OBJECTIVE: From the opinion on the restricted divorce appeal, pull out the passage verbatim, starting at the words "On Appeal from" and ending after the words "dismiss her appeal.".

[Start SELECTED PASSAGE]

Seymore v. Seymore, No. 14-07-00280-CV (Tex.App.- Houston [14th Dist.] Feb. 24,
2009)(Guzman)(restricted appeal requisites, divorce decree, non-participation, appearance,
waiver of citation)

Bedrije has not met the jurisdictional requirements for a restricted appeal
because she participated in the hearing that resulted in the judgment.  
Because we lack jurisdiction over this restricted appeal, we must dismiss it.  
We therefore do not reach Bedrijes other issues or her motion for sanctions.
_______________

BEDRIJE HAJDARI SEYMOUR, Appellant

V.

FLOYD DAVID SEYMOUR, Appellee
                                                                                                                                         
On Appeal from the 257th District Court
Harris County, Texas
Trial Court Cause No. 2005-73510
                                                                                                                       
M E M O R A N D U M   O P I N I O N

In this restricted appeal, appellant Bedrije Hajdari Seymour challenges a final decree of
divorce on the grounds that she did not sign the decree, the waiver of citation is
defective, the motion to reinstate the case was unverified, and appellee Floyd David
Seymour was granted relief for which he did not plead.  Because we conclude that
Bedrije participated in the hearing resulting in the judgment, we lack jurisdiction over
this restricted appeal and therefore dismiss her appeal.

I.  Background

Bedrije Hajdari Seymour (“Bedrije") and Floyd David Seymour (“Floyd") were married
in December 2001.  After separating in 2003, Floyd filed an original petition for divorce
in November 2005.  In his petition, Floyd alleged that their marriage had become
insupportable, no children had been born to or adopted by them during their marriage,
and that no community property (other than personal effects) had been accumulated
during the course of the marriage.  In April 2006, Bedrije filed a
waiver of citation, in
which she (a) stated she had received a copy of Floyds petition for divorce, read it, and
understood it; (b)
entered her appearance in the case for all purposes and waived
the issuance and service of citation; (c) agreed the case could be taken up and
considered without further notice; and (d) waived the making of a record of testimony.  

On August 28, 2006, the case was
dismissed for want of prosecution by the trial
court.  Notwithstanding the dismissal order, the trial court heard this case on September
1, 2006.  On September 5, the parties filed an unverified agreed motion to reinstate the
case on the trial courts docket, which was granted by the trial court on September 18.  
Also on that day, the trial court signed the final decree of divorce.  The decree, which
indicates that the trial court heard the case on September 1, 2006, provides that Floyd
appeared in person and Bedrije waived her appearance and “agreed to the terms of
this judgment to the extent permitted by law."  In the decree, the trial court found, among
other things, that:

*                   Floyd and Bedrije had entered into a written agreement “as contained in
this decree by virtue of having approved this decree as to both form and substance;"

[End SELECTED PASSAGE]
[Start DATA LINES]

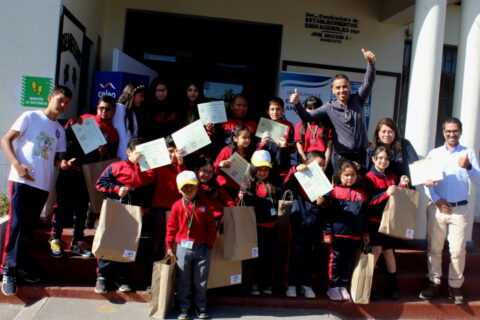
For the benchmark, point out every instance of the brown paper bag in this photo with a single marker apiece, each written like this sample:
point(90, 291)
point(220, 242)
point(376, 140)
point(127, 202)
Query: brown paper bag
point(118, 232)
point(163, 284)
point(240, 233)
point(223, 273)
point(283, 220)
point(92, 172)
point(398, 218)
point(361, 284)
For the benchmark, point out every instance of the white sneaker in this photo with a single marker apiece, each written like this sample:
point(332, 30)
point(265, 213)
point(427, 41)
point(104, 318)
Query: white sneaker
point(308, 292)
point(291, 292)
point(334, 294)
point(344, 293)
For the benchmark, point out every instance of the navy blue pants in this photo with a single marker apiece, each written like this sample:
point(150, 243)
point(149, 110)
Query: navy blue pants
point(25, 208)
point(72, 203)
point(342, 253)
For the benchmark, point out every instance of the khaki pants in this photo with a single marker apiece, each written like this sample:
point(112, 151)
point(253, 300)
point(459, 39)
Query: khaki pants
point(441, 226)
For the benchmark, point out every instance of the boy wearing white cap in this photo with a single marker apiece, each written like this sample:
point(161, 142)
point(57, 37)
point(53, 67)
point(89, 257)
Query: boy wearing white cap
point(263, 194)
point(192, 228)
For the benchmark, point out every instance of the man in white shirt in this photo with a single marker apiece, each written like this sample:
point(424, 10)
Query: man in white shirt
point(449, 218)
point(39, 140)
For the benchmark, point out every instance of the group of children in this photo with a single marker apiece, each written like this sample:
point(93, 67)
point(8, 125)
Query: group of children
point(194, 190)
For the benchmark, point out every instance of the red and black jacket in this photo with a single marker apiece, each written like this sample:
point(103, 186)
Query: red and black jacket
point(346, 217)
point(376, 185)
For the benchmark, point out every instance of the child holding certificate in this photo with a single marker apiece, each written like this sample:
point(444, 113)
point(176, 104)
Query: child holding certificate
point(72, 193)
point(311, 136)
point(263, 194)
point(305, 221)
point(122, 181)
point(191, 228)
point(344, 228)
point(241, 144)
point(380, 184)
point(209, 190)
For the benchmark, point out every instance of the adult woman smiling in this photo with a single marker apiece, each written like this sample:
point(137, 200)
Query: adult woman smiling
point(386, 134)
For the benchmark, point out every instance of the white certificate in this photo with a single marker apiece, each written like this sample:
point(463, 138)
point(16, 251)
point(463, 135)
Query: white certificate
point(422, 170)
point(314, 181)
point(155, 154)
point(238, 170)
point(213, 112)
point(191, 138)
point(89, 135)
point(273, 129)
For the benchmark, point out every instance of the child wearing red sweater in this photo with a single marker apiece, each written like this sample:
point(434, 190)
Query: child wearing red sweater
point(191, 228)
point(122, 181)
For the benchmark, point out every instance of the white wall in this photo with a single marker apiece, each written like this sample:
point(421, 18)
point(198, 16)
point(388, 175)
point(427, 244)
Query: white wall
point(29, 34)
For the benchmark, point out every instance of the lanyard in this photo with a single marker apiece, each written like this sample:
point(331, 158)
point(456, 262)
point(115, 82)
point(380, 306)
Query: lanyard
point(189, 219)
point(268, 190)
point(311, 130)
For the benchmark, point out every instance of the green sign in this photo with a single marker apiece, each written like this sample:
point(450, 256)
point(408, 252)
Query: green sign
point(35, 91)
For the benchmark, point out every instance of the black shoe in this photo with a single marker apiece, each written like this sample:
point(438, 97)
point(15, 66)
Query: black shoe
point(432, 291)
point(456, 295)
point(101, 285)
point(9, 285)
point(27, 276)
point(202, 313)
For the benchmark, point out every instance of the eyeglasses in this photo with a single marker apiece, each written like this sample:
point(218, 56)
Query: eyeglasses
point(347, 115)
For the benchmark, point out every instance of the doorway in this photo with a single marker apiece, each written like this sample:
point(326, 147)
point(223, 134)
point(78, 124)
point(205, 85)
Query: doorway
point(226, 56)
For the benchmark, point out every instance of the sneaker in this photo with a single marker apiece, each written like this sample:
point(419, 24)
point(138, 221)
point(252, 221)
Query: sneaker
point(334, 294)
point(202, 313)
point(456, 295)
point(268, 291)
point(255, 291)
point(124, 288)
point(344, 293)
point(308, 292)
point(183, 315)
point(291, 292)
point(56, 248)
point(81, 249)
point(432, 291)
point(9, 285)
point(27, 276)
point(101, 285)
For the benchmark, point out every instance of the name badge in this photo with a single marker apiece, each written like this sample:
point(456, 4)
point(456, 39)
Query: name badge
point(273, 211)
point(187, 244)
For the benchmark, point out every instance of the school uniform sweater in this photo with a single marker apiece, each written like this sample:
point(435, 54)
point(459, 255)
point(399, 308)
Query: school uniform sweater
point(203, 226)
point(216, 197)
point(376, 185)
point(126, 174)
point(346, 218)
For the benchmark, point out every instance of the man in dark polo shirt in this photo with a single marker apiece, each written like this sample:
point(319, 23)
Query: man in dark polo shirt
point(345, 113)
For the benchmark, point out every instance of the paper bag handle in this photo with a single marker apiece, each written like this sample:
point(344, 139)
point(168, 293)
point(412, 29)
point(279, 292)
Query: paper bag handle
point(287, 193)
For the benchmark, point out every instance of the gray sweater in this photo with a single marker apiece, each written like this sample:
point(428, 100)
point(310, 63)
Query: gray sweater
point(349, 136)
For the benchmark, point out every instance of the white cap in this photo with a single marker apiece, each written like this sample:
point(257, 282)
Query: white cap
point(186, 177)
point(261, 158)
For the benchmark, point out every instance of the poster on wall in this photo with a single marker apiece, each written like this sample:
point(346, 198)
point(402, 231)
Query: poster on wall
point(70, 57)
point(35, 91)
point(311, 85)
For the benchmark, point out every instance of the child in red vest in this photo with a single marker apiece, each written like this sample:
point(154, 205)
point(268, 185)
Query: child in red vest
point(191, 228)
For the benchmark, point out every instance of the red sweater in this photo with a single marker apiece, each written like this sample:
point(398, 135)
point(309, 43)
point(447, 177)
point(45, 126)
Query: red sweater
point(216, 197)
point(203, 228)
point(166, 191)
point(223, 179)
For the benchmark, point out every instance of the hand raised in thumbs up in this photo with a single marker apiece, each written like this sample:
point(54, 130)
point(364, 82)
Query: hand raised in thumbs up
point(294, 97)
point(369, 56)
point(464, 163)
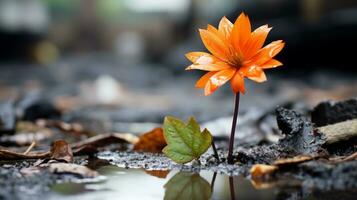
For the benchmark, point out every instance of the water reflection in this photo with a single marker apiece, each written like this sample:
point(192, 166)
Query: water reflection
point(186, 185)
point(130, 184)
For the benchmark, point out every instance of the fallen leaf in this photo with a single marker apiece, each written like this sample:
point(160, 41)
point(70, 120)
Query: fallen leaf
point(152, 141)
point(292, 161)
point(26, 133)
point(158, 173)
point(65, 168)
point(61, 151)
point(11, 155)
point(74, 128)
point(340, 159)
point(261, 170)
point(106, 139)
point(185, 142)
point(186, 185)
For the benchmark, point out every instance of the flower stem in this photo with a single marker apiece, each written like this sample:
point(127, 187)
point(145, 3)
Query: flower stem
point(213, 180)
point(215, 151)
point(234, 124)
point(231, 187)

[End DATA LINES]

REPLY:
On Appeal from the 257th District Court
Harris County, Texas
Trial Court Cause No. 2005-73510
                                                                                                                       
M E M O R A N D U M   O P I N I O N

In this restricted appeal, appellant Bedrije Hajdari Seymour challenges a final decree of
divorce on the grounds that she did not sign the decree, the waiver of citation is
defective, the motion to reinstate the case was unverified, and appellee Floyd David
Seymour was granted relief for which he did not plead.  Because we conclude that
Bedrije participated in the hearing resulting in the judgment, we lack jurisdiction over
this restricted appeal and therefore dismiss her appeal.